§ **PROBLEM TO WORK ON**
Locate every line in the data below that contains the string "groomsman" and copy each such line. The match is case-sensitive.

+--

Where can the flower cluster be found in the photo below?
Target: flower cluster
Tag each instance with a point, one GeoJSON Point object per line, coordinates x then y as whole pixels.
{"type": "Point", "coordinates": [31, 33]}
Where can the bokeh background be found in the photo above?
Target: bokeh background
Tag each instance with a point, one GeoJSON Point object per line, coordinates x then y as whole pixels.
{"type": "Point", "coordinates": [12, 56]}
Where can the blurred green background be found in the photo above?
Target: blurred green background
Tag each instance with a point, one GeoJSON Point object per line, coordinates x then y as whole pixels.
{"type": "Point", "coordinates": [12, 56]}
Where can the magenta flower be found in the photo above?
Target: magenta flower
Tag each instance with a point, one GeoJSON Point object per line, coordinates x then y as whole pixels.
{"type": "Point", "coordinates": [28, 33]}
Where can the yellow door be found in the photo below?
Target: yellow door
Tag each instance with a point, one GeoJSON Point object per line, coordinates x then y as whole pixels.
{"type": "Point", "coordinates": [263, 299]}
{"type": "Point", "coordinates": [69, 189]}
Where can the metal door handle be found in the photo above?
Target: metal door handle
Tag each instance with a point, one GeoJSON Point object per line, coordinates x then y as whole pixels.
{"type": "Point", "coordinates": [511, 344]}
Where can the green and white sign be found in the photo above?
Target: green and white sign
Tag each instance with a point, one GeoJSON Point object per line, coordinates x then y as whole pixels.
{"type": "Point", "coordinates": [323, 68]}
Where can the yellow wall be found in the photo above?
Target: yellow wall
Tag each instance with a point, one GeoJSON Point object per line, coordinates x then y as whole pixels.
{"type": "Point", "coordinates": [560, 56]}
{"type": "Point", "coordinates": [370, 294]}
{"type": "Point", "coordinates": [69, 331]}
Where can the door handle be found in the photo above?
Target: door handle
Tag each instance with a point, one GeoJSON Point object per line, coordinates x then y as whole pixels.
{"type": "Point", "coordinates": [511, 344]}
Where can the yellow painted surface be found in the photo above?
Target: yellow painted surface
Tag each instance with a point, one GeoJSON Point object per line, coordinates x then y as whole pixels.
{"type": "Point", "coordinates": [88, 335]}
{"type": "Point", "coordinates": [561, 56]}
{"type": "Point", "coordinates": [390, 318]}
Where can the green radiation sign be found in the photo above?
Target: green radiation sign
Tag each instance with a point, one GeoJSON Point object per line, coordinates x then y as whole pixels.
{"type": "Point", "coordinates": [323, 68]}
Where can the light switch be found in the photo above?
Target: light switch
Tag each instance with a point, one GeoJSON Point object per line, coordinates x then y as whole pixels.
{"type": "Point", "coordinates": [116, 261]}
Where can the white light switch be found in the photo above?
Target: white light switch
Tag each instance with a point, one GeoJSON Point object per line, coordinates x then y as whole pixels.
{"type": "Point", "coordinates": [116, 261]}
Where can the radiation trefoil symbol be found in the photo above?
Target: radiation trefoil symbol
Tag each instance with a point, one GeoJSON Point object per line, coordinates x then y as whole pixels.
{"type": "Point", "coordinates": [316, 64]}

+--

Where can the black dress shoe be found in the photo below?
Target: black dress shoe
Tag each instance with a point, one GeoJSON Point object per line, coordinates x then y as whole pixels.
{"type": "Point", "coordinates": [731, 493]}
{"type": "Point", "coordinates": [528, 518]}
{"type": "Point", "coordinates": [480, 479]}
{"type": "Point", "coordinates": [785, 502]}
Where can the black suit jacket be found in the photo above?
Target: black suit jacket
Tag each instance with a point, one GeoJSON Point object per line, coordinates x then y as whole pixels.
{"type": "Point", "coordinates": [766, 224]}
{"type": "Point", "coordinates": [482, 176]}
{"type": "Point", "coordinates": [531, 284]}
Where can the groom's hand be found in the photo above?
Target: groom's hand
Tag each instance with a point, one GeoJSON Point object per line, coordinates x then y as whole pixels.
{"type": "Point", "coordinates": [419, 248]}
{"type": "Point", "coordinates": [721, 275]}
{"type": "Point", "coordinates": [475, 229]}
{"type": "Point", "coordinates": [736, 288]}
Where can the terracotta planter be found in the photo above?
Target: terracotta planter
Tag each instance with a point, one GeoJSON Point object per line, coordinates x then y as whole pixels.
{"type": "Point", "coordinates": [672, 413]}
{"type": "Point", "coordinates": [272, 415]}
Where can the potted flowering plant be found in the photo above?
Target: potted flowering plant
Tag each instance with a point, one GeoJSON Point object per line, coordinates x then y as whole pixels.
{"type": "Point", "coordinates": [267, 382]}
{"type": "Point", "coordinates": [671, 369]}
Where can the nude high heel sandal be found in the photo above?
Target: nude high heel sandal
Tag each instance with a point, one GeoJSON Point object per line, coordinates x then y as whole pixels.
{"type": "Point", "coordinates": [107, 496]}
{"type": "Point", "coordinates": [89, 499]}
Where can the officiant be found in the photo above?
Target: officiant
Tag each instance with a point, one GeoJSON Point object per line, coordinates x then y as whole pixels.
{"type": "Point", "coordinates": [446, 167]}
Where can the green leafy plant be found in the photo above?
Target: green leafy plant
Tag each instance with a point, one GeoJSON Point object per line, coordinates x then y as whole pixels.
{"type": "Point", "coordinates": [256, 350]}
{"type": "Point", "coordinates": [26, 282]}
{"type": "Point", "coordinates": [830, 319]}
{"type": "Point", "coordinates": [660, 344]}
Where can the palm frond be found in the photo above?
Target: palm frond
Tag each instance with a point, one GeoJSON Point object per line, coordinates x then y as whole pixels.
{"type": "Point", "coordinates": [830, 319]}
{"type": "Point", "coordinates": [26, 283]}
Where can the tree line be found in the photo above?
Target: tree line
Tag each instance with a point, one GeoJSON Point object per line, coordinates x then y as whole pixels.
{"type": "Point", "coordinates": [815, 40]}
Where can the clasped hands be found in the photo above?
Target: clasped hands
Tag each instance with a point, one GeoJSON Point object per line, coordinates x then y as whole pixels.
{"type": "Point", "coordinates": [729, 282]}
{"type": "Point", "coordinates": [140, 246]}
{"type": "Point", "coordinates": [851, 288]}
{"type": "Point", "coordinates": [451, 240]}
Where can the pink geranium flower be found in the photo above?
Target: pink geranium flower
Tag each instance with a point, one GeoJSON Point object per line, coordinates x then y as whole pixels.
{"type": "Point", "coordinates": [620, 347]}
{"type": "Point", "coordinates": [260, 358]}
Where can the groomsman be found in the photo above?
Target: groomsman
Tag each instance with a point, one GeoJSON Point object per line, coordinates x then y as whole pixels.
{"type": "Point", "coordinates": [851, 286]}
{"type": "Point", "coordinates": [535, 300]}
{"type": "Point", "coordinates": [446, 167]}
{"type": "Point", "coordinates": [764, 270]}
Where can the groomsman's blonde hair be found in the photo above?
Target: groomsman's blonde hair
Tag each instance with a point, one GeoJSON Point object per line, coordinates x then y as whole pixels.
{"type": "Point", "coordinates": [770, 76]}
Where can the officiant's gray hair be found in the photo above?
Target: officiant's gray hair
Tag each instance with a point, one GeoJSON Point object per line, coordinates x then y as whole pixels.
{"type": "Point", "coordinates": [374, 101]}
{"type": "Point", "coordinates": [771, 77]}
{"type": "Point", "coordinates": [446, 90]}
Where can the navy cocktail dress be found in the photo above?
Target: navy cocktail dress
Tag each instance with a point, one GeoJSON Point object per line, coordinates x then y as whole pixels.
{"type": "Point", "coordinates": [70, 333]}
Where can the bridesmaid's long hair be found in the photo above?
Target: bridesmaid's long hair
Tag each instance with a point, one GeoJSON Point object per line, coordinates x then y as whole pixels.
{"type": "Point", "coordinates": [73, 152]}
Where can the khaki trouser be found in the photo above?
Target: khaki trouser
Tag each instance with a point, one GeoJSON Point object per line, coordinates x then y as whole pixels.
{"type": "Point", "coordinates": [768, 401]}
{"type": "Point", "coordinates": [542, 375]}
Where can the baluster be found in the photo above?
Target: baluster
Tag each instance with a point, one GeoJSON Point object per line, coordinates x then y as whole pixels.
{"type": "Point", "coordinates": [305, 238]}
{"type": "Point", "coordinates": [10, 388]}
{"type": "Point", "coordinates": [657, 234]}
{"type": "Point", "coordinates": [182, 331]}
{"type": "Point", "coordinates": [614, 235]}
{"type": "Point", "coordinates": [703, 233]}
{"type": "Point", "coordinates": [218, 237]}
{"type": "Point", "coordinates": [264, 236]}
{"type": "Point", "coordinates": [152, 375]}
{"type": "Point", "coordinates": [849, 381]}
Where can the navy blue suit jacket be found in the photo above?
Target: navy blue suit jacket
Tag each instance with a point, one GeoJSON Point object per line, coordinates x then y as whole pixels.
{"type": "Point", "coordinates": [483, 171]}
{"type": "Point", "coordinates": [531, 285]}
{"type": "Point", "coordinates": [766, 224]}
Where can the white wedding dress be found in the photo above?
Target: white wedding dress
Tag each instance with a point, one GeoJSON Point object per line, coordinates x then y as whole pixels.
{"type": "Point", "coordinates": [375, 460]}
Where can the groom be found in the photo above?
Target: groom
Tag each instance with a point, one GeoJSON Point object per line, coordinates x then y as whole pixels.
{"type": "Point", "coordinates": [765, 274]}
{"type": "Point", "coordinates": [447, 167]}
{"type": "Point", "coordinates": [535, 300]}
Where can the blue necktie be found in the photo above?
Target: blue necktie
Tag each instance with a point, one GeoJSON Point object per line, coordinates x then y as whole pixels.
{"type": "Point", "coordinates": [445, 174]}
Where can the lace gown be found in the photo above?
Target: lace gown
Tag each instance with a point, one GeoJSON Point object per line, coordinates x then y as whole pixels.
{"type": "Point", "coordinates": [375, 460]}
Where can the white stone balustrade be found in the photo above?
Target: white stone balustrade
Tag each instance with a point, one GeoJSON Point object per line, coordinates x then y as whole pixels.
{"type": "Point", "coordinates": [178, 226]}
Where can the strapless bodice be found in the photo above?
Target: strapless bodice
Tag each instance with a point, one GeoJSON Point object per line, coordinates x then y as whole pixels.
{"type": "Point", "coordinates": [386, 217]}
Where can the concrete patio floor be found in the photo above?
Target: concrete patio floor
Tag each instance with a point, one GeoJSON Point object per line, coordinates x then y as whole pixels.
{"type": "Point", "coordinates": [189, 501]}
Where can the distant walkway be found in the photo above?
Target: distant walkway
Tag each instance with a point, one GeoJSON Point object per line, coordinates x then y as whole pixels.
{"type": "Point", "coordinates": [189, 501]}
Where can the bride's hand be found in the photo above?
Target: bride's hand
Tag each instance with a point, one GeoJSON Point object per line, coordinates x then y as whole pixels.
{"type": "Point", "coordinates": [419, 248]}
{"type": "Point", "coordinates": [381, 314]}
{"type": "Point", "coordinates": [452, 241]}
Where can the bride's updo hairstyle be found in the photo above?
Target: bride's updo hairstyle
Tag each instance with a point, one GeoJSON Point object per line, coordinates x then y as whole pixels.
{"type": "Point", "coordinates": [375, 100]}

+--

§ **CORRECT OUTPUT**
Where can the groomsman be found in the photo above?
Target: groomsman
Where can the groomsman's blonde hair be found in the photo above?
Target: groomsman's blonde hair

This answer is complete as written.